KUTIPAN TEKS:
================

2. Biji jati direndam dalam air dingin – air panas bergantian selama 1 minggu.
3. Daging buah digosok dengan amplas, sehingga memudahkan air dan udara masuk kedalam biji.
4. Biji jati direndam dalam larutan asam sulfat pekat ( H2SO4 ) selama 15 menit, kemudian dicuci dengan air dingin setelah itu baru dikecambahkan dengan media pasir.
5. Biji jati dioven pada suhu 50ºC selama 48 jam.
6. Biji jati dimasukan dalam karung goni kemudian direndam pada air mengalir (sungai kacil) selama 1 minggu kemudian ditiriskan selama 1 hari, selanjutnya ditabur di bedeng tabur.

3. PEMBIBITAN

3.1. Penentuan Lokasi Persemaian

Lokasi yang dipilih untuk persemaian harus memenuhi beberapa persyaratan antara lain sebagai berikut :

1. Letak
Letak persemaian tergantung dari fungsi pembuatan persemaian apakah persemaian yang akan dibuat tersebut termasuk persemaian permanen ataukah persemaian sementara. Untuk persemaian permanen letak lokasi persemaian harus memperhatikan beberapa hal yaitu : dekat dengan sumber air yang dapat mensuplai air sepanjang musim, dekat dengan sarana angkutan bibit (jalan). Sedangkan untuk persemaian sementara lokasinya sebaiknya di tengah-tengah atau dekat dengan lokasi penanaman, tidak tergenang air atau banjir sewaktu musim hujan.

================

DATA TERCATAT:

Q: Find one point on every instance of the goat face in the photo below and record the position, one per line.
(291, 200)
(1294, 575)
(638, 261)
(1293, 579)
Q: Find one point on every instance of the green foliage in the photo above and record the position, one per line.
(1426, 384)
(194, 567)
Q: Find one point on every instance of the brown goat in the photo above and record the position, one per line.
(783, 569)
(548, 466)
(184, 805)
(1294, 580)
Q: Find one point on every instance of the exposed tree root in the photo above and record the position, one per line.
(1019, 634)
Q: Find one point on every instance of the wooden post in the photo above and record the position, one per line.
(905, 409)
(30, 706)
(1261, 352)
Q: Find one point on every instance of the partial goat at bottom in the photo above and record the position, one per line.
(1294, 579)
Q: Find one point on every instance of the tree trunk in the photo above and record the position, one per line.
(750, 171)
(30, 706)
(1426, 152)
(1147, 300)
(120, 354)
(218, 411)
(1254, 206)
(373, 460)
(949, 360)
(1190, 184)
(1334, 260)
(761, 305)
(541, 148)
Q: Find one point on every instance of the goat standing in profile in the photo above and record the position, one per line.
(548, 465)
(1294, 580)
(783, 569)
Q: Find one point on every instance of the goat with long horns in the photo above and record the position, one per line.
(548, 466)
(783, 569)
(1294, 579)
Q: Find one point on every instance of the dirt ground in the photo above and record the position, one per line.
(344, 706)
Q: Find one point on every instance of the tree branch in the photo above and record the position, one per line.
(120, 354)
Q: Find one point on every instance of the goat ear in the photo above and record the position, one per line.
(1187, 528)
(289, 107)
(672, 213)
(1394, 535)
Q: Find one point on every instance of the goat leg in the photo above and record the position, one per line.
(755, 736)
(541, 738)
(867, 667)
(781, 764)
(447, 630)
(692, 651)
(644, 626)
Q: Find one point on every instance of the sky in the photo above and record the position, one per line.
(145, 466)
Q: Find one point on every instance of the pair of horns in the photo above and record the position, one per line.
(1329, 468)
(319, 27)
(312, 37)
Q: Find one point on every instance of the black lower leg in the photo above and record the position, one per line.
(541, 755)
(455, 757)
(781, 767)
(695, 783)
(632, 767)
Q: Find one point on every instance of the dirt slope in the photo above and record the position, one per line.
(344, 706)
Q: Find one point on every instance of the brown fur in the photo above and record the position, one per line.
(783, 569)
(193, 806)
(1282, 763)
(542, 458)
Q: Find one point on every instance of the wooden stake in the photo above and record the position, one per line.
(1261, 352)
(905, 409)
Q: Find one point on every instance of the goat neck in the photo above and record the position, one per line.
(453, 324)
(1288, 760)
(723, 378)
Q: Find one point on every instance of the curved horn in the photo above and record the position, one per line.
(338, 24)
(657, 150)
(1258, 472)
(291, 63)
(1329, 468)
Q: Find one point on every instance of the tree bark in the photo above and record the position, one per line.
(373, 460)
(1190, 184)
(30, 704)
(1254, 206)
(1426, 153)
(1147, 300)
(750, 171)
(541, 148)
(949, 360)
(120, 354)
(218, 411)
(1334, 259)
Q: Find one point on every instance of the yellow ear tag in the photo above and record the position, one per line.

================

PERINTAH TUGAS:
Jawablah pertanyaan berikut berdasarkan kutipan tentang biji jati dan persemaian di atas.
1. Berapa lama biji jati dioven pada suhu 50ºC?
2. Berapa lama biji jati direndam dalam larutan asam sulfat pekat (H2SO4)?
3. Di mana sebaiknya lokasi persemaian sementara?

JAWABAN SOAL:
1. Biji jati dioven pada suhu 50ºC selama 48 jam.
2. Biji jati direndam dalam larutan asam sulfat pekat (H2SO4) selama 15 menit.
3. Lokasi persemaian sementara sebaiknya di tengah-tengah atau dekat dengan lokasi penanaman, serta tidak tergenang air atau banjir sewaktu musim hujan.